**TASK REQUIREMENTS:** Render every line of the entries below as a Markdown table with two columns, No. and Text, one row per line and blank lines omitted.

**RECORDED INFORMATION:**
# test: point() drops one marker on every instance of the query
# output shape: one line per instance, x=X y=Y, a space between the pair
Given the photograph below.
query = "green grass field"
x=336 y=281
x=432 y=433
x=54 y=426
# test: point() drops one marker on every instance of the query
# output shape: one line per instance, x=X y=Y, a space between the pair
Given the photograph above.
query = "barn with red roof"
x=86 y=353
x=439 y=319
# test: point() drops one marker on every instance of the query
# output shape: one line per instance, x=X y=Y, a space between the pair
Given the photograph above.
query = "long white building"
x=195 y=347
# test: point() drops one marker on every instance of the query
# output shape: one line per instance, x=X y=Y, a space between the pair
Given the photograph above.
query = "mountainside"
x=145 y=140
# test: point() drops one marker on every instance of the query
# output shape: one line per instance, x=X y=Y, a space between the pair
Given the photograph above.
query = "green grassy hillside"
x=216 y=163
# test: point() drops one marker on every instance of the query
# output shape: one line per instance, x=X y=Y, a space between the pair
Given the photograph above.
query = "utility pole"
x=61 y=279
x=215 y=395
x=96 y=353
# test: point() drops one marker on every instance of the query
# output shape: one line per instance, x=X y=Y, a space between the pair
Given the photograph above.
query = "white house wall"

**SOLUTION TO THE EXERCISE:**
| No. | Text |
|---|---|
| 1 | # test: point() drops one marker on every instance of the query |
| 2 | # output shape: one line per instance, x=X y=Y, a space between the pair |
| 3 | Given the photograph below. |
| 4 | query = "green grass field" |
| 5 | x=336 y=281 |
| 6 | x=432 y=433 |
| 7 | x=54 y=426 |
| 8 | # test: point() drops one marker on every instance of the query |
| 9 | # output shape: one line per instance, x=X y=Y, a space between the pair |
| 10 | Given the photograph above. |
| 11 | query = "barn with red roof" |
| 12 | x=86 y=353 |
| 13 | x=439 y=319 |
| 14 | # test: point() drops one marker on every instance of the query |
| 15 | # output shape: one line per instance, x=X y=Y, a space between the pair |
| 16 | Given the photograph above. |
| 17 | query = "long white building" |
| 18 | x=195 y=347 |
| 19 | # test: point() drops one marker on every instance of the query |
| 20 | # output shape: one line per instance, x=X y=Y, a space between the pair |
| 21 | Given the photograph above. |
| 22 | query = "mountainside" |
| 23 | x=145 y=140 |
| 24 | # test: point() drops one marker on every instance of the query |
| 25 | # output shape: one line per instance, x=X y=Y, a space between the pair |
| 26 | Given the photograph above. |
| 27 | query = "green grassy hillside" |
| 28 | x=216 y=163 |
| 29 | # test: point() drops one marker on every instance of the query |
| 30 | # output shape: one line per instance, x=X y=Y, a space between the pair |
| 31 | Given the photograph above. |
| 32 | query = "utility pole" |
| 33 | x=61 y=279 |
| 34 | x=215 y=395 |
| 35 | x=96 y=353 |
| 36 | # test: point() drops one marker on every instance of the query |
| 37 | # output shape: one line per instance, x=X y=Y, a space between the pair |
| 38 | Given the photograph above. |
| 39 | query = "white house wall" |